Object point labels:
— START —

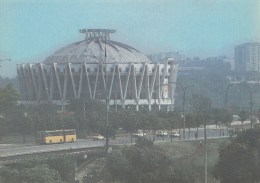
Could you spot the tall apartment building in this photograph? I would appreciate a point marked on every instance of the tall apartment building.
(247, 57)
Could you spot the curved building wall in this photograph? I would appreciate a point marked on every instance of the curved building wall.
(126, 84)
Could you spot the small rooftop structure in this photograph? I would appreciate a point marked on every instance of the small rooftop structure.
(97, 47)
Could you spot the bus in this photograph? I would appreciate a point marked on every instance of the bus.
(56, 136)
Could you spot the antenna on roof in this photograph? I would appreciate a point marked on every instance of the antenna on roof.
(97, 33)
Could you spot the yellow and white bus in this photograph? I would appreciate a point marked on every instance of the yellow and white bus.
(56, 136)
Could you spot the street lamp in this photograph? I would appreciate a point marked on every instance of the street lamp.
(251, 101)
(184, 88)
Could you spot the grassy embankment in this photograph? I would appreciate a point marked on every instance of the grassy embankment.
(190, 155)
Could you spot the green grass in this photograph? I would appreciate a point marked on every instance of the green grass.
(190, 155)
(16, 139)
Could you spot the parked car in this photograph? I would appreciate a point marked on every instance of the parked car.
(98, 137)
(175, 134)
(161, 133)
(139, 133)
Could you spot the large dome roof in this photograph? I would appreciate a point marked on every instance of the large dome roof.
(96, 48)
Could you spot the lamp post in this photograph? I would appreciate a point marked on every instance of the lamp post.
(101, 63)
(251, 101)
(184, 88)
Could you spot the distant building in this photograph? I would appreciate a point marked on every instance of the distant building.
(99, 68)
(160, 57)
(247, 57)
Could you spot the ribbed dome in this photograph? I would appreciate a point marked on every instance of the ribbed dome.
(94, 48)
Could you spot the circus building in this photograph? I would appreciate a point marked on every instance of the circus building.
(99, 68)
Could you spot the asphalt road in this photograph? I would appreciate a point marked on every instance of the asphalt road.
(19, 149)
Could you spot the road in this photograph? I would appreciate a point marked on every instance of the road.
(19, 149)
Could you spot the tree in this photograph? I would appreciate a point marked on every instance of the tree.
(236, 164)
(129, 122)
(243, 116)
(8, 97)
(239, 161)
(144, 163)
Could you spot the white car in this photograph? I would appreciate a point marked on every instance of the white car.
(175, 134)
(139, 133)
(161, 133)
(98, 137)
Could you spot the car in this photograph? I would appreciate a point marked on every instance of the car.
(98, 137)
(139, 133)
(175, 134)
(161, 133)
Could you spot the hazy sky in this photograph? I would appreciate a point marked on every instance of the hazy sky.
(32, 29)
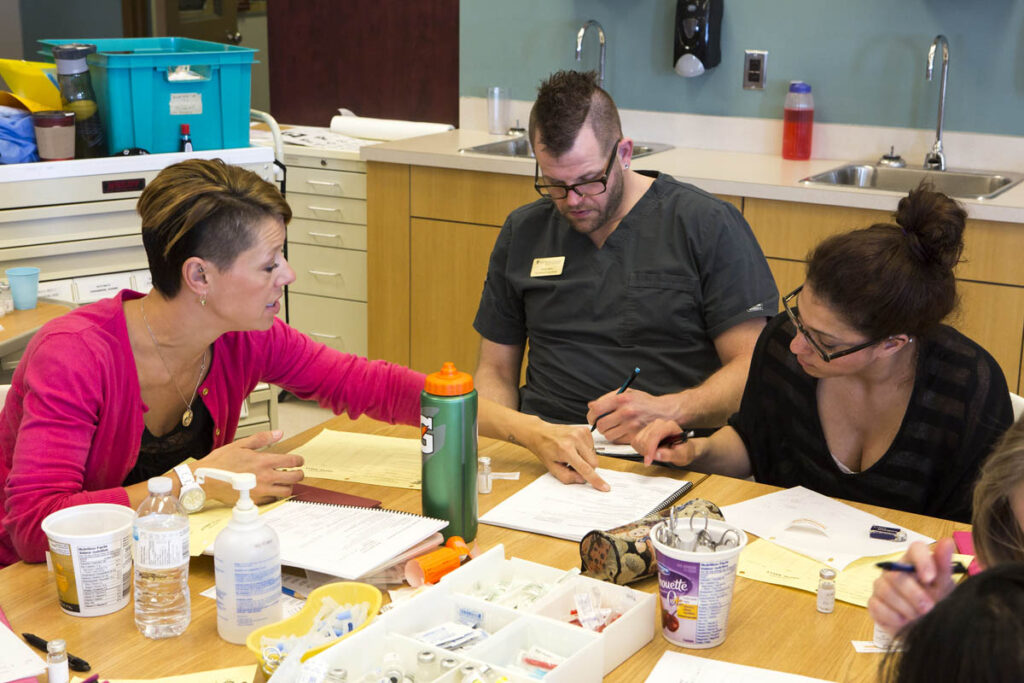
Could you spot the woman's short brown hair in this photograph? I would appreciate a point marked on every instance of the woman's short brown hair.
(997, 535)
(203, 208)
(894, 278)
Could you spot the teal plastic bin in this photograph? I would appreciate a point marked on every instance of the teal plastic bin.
(147, 87)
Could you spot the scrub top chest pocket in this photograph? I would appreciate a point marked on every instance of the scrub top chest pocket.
(662, 308)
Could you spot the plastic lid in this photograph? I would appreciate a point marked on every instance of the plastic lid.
(449, 382)
(73, 50)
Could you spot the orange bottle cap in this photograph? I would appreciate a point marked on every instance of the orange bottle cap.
(449, 382)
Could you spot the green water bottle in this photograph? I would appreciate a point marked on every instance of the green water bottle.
(448, 438)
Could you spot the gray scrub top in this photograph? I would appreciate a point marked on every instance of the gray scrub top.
(681, 268)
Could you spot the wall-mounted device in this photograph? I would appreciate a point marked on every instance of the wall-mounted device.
(698, 32)
(755, 69)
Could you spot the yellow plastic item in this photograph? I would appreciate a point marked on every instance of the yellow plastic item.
(30, 82)
(343, 592)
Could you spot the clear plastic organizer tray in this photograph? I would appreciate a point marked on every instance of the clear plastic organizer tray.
(544, 623)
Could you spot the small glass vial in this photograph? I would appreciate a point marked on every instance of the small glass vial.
(483, 475)
(426, 666)
(56, 662)
(826, 591)
(337, 675)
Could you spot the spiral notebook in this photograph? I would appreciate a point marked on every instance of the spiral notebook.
(548, 507)
(344, 541)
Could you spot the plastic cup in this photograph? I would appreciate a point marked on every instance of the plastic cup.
(696, 587)
(54, 134)
(24, 286)
(498, 111)
(90, 549)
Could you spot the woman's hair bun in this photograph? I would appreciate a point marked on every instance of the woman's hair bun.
(933, 224)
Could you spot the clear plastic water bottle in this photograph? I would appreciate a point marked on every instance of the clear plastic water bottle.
(163, 606)
(798, 122)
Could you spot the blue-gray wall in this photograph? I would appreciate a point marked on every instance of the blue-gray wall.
(864, 58)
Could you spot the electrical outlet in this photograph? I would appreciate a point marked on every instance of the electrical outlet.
(755, 69)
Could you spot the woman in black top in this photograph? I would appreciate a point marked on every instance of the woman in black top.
(858, 391)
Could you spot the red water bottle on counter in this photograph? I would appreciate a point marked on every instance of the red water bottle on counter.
(798, 122)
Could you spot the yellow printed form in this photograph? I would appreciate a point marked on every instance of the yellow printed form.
(767, 562)
(385, 461)
(232, 675)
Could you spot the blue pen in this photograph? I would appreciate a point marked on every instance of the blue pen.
(626, 385)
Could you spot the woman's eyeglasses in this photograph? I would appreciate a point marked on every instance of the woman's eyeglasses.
(793, 310)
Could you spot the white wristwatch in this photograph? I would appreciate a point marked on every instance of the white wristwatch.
(192, 496)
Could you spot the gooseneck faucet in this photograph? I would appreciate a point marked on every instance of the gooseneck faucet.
(935, 159)
(600, 37)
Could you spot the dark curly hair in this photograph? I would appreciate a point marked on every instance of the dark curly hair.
(894, 278)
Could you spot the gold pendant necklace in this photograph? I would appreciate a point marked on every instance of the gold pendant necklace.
(186, 417)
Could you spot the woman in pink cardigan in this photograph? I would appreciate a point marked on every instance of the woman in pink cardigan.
(130, 387)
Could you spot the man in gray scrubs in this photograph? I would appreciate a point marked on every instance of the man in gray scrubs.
(614, 269)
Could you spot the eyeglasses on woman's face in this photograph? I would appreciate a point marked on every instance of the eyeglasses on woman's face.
(827, 352)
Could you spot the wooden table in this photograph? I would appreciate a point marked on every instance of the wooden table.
(769, 626)
(18, 326)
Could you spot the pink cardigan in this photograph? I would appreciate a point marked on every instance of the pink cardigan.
(71, 428)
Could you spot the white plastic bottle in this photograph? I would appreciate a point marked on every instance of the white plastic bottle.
(246, 562)
(163, 605)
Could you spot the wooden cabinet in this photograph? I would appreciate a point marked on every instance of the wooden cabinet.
(327, 247)
(990, 281)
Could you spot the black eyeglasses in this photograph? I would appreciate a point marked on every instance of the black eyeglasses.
(586, 188)
(794, 313)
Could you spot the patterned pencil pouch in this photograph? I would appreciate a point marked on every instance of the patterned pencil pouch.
(625, 554)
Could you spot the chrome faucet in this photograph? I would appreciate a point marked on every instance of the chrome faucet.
(935, 159)
(600, 37)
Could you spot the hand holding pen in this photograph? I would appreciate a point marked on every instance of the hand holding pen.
(901, 596)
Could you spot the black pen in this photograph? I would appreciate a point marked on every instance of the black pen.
(626, 385)
(957, 567)
(74, 663)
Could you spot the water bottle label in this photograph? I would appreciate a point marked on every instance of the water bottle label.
(164, 549)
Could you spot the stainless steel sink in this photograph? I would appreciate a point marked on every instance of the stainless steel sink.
(519, 146)
(960, 183)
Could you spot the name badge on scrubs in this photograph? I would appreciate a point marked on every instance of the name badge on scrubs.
(544, 267)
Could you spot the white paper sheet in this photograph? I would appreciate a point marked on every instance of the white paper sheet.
(16, 658)
(549, 507)
(680, 668)
(816, 525)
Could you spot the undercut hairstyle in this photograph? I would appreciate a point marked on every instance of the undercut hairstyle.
(564, 102)
(997, 535)
(894, 278)
(974, 635)
(203, 208)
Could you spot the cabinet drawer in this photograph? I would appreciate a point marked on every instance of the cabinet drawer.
(305, 160)
(341, 325)
(325, 271)
(323, 233)
(335, 209)
(331, 183)
(22, 227)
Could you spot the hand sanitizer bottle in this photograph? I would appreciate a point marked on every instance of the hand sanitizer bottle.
(246, 562)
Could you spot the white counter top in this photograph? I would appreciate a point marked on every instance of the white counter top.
(762, 176)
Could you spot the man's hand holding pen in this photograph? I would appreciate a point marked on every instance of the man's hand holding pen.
(665, 441)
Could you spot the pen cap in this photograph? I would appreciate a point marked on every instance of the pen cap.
(245, 509)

— END —

**WHAT IS NEEDED**
Extract, exactly, the lines above that begin at the line containing "Could you spot the hand sanitizer" and end at the final line of the records; add no other text.

**RESULT OF THE EXERCISE**
Could you spot the hand sanitizer bottle in this photograph? I would appreciate a point marked on every instance of the hand sanitizer bottle.
(246, 562)
Could you spot the white counter top in this photograph? I would appreciate a point marked on every instance of the white counter top.
(762, 176)
Could you spot the man's hand holding pen in this photograph? I would appreciate a point marked on every instance of the man's hand holding pen.
(665, 441)
Could you spot the pen cap in this photograph? I would appreciate a point marked on every instance of the pen cap.
(245, 509)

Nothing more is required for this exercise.